▶ _TASK DESCRIPTION_
Output the lines below as a JSON list of strings with one string per line. Skip blank lines and omit the pictures.

(Dataset records on object locations)
——————

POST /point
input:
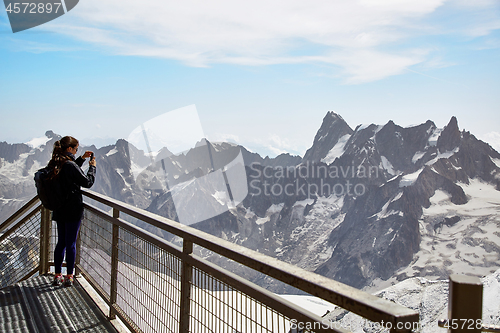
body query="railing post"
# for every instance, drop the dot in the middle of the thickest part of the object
(186, 278)
(78, 249)
(114, 266)
(45, 233)
(465, 304)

——————

▶ _RESULT_
[
  "POST /point",
  "input:",
  "body query=\"railing post\"",
  "# for every instance, drop the dot in the middle of the thickest part of the object",
  "(186, 278)",
  "(78, 249)",
  "(114, 266)",
  "(45, 233)",
  "(465, 304)"
]